• [Given passage]
November 19, 2014 9:00 pm


The anti-depressant, brain fog, and histamine intolerance connection is another poorly understood area.

Drug intolerances are extremely common with histamine intolerance, yet much is still unknown. Does histamine intolerance result in drug intolerance, or do drug intolerances trigger histamine intolerance in some people? We simply do not know.

We do know that:

Certain DAO genes are associated with drug intolerances.

Several drugs release histamines and block histamine metabolizing enzymes.

Cytochrome P450 Prescription drugs (including anti-depressants) generate free radicals that release of histamines by mast cells.

The mitochondria, which play an essential role in regulating cell and mast cell function, are off-target for many medicines.

The gut microbiome, which produces postbiotics that regulate brain function, is negatively impacted by some medicines.

Beyond that, there is still much work to be done. In the absence of clinical trials, we are left with clinical observations of medical professionals working on the cutting edge in clinical practice.

• [What the task asks]
Summarize the passage on histamine intolerance and drug intolerance in three sentences.

• [Material supplied]
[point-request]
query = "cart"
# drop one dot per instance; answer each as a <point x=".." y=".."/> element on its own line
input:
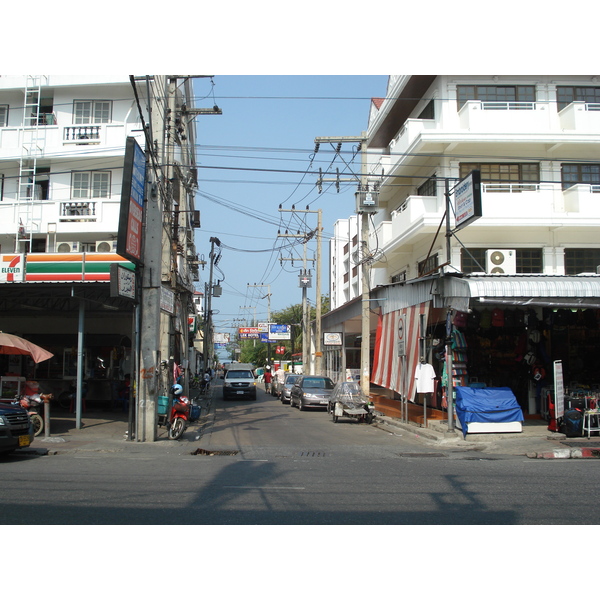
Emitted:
<point x="348" y="400"/>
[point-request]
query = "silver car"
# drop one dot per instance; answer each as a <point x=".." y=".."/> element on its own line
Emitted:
<point x="284" y="389"/>
<point x="311" y="390"/>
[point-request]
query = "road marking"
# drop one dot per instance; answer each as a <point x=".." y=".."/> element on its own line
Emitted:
<point x="254" y="487"/>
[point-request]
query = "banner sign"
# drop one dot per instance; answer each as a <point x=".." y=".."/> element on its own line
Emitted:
<point x="131" y="216"/>
<point x="280" y="332"/>
<point x="12" y="267"/>
<point x="467" y="199"/>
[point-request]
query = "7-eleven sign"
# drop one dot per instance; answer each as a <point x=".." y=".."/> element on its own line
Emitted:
<point x="12" y="267"/>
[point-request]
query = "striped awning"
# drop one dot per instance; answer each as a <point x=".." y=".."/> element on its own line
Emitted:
<point x="390" y="370"/>
<point x="576" y="291"/>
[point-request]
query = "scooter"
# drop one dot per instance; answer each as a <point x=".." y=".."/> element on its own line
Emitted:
<point x="179" y="415"/>
<point x="34" y="407"/>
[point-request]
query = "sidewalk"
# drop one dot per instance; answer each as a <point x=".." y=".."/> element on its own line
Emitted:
<point x="107" y="431"/>
<point x="535" y="441"/>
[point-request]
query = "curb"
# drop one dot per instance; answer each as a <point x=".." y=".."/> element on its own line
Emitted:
<point x="567" y="453"/>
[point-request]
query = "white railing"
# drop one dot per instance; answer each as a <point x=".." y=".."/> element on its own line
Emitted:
<point x="510" y="188"/>
<point x="508" y="105"/>
<point x="75" y="210"/>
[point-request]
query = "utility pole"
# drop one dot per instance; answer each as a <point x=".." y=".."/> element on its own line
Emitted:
<point x="304" y="276"/>
<point x="268" y="296"/>
<point x="365" y="346"/>
<point x="208" y="343"/>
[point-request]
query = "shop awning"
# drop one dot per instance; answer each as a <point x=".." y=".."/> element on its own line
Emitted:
<point x="576" y="291"/>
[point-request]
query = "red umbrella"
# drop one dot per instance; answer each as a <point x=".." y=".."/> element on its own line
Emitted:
<point x="12" y="344"/>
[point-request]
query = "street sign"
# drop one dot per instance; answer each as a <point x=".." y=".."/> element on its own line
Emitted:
<point x="279" y="332"/>
<point x="401" y="337"/>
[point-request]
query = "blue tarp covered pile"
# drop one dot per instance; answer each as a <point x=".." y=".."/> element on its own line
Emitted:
<point x="488" y="405"/>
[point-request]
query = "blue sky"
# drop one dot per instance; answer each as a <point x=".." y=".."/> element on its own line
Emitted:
<point x="253" y="158"/>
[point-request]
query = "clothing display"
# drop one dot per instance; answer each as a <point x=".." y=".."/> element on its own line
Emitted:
<point x="425" y="377"/>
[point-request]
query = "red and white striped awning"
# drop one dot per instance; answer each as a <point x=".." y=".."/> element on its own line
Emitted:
<point x="387" y="364"/>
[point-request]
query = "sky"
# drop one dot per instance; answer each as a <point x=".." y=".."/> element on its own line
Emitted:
<point x="260" y="155"/>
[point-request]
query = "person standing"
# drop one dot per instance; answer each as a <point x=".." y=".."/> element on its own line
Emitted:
<point x="268" y="378"/>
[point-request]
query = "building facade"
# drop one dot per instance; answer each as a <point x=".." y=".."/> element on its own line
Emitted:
<point x="62" y="152"/>
<point x="520" y="281"/>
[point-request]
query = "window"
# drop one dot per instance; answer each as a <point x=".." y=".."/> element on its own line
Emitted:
<point x="429" y="188"/>
<point x="86" y="112"/>
<point x="580" y="173"/>
<point x="428" y="266"/>
<point x="504" y="173"/>
<point x="91" y="184"/>
<point x="570" y="93"/>
<point x="495" y="93"/>
<point x="428" y="112"/>
<point x="581" y="260"/>
<point x="529" y="260"/>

• [Written answer]
Drug intolerances are very common with histamine intolerance, but it is unknown whether histamine intolerance leads to drug intolerance or drug intolerances trigger it. Certain DAO genes are associated with drug intolerances, several drugs release histamines and block histamine-metabolizing enzymes, and many medicines act off-target on mitochondria or harm the gut microbiome. Much work remains, and without clinical trials the field depends on the clinical observations of medical professionals.